> _What the exercise asks_
What do the lines say from the one containing "Exercise. Pick out the small" to the end of the records? Restate them word for word, and only those.

Point labeling dataset excerpts:
◇ ◇ ◇ ◇ ◇

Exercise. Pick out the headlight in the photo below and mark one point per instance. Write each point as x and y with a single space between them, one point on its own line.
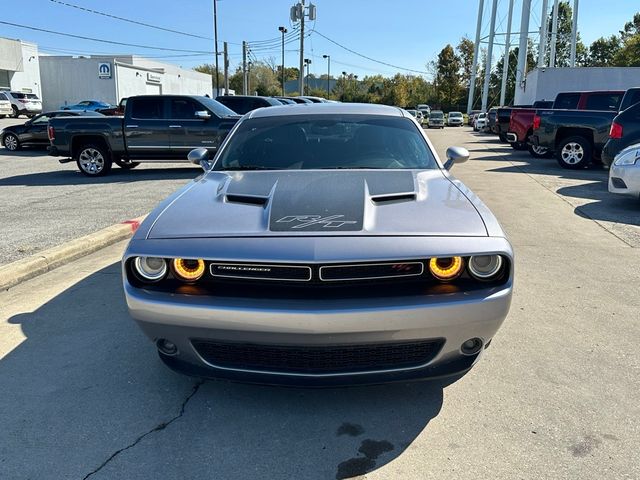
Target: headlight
446 268
188 270
629 157
484 267
151 269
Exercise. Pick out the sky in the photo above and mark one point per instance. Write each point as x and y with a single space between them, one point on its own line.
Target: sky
404 33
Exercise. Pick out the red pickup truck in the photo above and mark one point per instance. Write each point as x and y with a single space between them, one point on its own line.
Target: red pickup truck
521 122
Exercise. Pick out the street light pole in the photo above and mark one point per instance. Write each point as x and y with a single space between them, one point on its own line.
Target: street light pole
283 31
328 57
215 39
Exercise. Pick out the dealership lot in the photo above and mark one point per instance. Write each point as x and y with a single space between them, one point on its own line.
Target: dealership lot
84 395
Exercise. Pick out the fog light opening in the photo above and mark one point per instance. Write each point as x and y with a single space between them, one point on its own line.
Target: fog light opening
166 347
471 346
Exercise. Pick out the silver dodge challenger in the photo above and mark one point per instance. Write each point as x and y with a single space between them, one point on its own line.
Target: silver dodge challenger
324 244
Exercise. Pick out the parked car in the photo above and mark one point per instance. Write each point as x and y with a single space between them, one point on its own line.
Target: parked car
471 117
87 106
247 273
114 110
154 128
521 122
624 174
5 106
436 119
24 103
577 137
34 131
455 119
480 122
297 99
242 104
624 131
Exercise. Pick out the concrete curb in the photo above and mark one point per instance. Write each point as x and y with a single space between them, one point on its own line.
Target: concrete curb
47 260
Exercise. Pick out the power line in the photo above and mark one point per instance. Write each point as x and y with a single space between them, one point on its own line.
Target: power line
148 25
367 57
112 42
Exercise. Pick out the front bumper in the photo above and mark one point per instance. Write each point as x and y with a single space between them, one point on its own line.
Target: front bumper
625 180
453 318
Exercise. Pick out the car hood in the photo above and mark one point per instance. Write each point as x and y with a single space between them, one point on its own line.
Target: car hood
319 202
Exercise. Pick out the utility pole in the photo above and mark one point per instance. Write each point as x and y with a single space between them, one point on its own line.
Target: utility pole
505 62
542 47
215 39
244 68
283 31
574 33
487 69
476 49
226 69
554 35
521 69
328 57
301 80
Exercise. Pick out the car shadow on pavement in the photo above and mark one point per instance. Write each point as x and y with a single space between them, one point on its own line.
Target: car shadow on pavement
85 396
117 175
607 207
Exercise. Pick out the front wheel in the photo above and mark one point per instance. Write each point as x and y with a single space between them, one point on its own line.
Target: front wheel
93 160
127 165
538 152
574 152
11 142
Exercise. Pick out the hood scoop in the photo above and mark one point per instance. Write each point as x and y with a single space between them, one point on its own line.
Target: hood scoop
394 198
257 201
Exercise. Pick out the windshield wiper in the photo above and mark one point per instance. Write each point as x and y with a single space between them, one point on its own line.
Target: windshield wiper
249 167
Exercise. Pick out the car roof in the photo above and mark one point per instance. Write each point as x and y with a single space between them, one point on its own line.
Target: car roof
328 109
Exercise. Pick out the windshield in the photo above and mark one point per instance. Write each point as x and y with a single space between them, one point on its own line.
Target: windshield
216 107
303 142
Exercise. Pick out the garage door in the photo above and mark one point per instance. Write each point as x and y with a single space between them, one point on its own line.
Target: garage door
154 89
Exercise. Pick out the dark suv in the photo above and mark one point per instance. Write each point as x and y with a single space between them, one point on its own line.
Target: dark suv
242 104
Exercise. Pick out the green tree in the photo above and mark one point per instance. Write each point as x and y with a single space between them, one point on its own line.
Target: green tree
448 76
563 43
603 51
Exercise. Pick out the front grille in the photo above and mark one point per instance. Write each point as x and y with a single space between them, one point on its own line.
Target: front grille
315 359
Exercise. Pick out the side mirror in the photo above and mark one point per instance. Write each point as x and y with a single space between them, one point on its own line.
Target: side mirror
456 155
200 156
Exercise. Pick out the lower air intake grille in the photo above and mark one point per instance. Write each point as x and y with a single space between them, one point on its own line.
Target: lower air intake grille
318 359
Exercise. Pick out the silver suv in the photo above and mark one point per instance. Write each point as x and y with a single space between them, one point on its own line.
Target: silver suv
24 103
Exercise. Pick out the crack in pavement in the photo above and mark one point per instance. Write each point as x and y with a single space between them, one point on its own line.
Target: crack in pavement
157 428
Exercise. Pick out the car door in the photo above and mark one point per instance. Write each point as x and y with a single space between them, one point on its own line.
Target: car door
147 129
187 130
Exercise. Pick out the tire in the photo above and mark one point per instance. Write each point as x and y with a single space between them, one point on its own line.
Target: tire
11 142
126 164
93 160
574 152
538 152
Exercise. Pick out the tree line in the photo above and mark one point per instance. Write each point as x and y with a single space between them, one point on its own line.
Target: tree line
450 73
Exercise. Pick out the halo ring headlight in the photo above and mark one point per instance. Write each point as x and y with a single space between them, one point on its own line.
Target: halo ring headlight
150 269
485 267
188 270
446 268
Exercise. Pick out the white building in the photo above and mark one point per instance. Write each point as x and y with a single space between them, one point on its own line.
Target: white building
546 83
67 80
19 66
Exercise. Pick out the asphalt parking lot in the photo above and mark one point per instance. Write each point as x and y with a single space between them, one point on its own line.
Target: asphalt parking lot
555 396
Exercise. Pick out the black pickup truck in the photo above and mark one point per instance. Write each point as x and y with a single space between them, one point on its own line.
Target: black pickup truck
577 136
153 128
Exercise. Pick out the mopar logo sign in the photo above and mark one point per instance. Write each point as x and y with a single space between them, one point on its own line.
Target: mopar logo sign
104 70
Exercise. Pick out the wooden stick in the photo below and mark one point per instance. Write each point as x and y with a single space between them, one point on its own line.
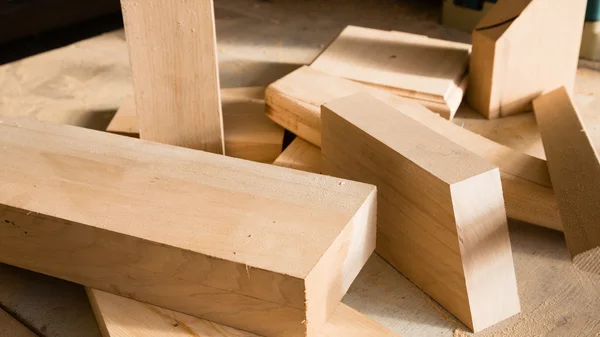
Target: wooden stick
172 51
294 103
10 327
574 165
236 242
539 38
442 221
249 134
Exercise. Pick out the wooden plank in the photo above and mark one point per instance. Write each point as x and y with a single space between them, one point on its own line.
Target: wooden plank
540 38
574 166
428 70
300 155
294 103
60 181
172 51
442 221
10 327
249 134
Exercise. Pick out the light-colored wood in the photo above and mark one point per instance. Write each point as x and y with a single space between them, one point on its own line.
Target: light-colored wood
428 70
300 155
521 49
574 166
441 212
10 327
248 133
294 103
198 232
172 51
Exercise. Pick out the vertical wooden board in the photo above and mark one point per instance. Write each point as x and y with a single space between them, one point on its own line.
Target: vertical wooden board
429 70
522 49
249 134
10 327
441 218
172 51
574 167
74 200
294 102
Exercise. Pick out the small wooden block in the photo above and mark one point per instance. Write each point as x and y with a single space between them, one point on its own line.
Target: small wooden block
430 71
10 327
301 155
172 51
249 134
521 49
236 242
574 166
442 221
294 102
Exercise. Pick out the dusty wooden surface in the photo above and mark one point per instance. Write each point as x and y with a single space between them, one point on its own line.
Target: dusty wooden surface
259 41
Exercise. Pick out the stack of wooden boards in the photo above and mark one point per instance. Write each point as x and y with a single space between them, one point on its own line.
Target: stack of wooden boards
272 250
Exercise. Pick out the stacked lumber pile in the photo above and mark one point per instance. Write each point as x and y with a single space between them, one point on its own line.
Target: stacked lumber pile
206 219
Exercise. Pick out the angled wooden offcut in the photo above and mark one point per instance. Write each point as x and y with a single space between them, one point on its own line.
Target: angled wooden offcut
441 218
172 51
232 241
574 165
249 134
521 49
430 71
294 102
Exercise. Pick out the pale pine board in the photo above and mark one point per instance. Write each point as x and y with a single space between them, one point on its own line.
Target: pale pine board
441 218
172 51
249 134
574 166
431 71
294 102
215 268
521 49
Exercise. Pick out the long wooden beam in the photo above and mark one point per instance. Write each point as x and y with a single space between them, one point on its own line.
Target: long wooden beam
574 164
232 241
172 51
249 134
294 102
442 221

◇ ◇ ◇ ◇ ◇

> _Complete answer_
Exercise. Pick out the small wooden block in the photo above and mark one point per instance. Write each point as x and y with a single space between them, one point on its own line.
Target: small wooden block
430 71
10 327
301 155
172 51
249 134
521 49
236 242
574 166
442 221
294 102
Exercise. Pick out the dusty wooden surface in the photo above and mark one point per instance. Write each point as x and y with a single space between them, one point on its own line.
Target: dusty wooden surface
259 41
Exercise. Pick out the stack of wooden boards in the photo above and mark one point per instance. Write each point as x and y with a single space between them, one point on its own line.
Target: stack of wooden boards
272 250
Exercise. Pick out the stacked lumber pile in the photo above and mark one point per instance. Write each point as x and y with a single space between them, one point on its own line.
Target: stacked lumber pile
206 219
Exercise. Pick out the angled wooden offcut in the photo above and mark one point per instance. Write each point as x and y with a single space between them, one point on its own line.
Target: angled wooden offcut
441 218
172 51
232 241
574 165
249 134
521 49
430 71
294 102
Exercise. Pick out the pale pine board in the photo above and mark one point per instance. Write each point as x and y with a single space between them, one point on its own line.
Target: pale pine board
441 218
172 51
249 134
574 166
431 71
294 102
215 268
521 49
Exercise. Pick out the long wooden beam in the photo above and mark one point per instance. Write each point as x and y with a single space between them, one point on its own line.
Target: long wooden beam
574 164
232 241
172 51
249 134
294 102
442 221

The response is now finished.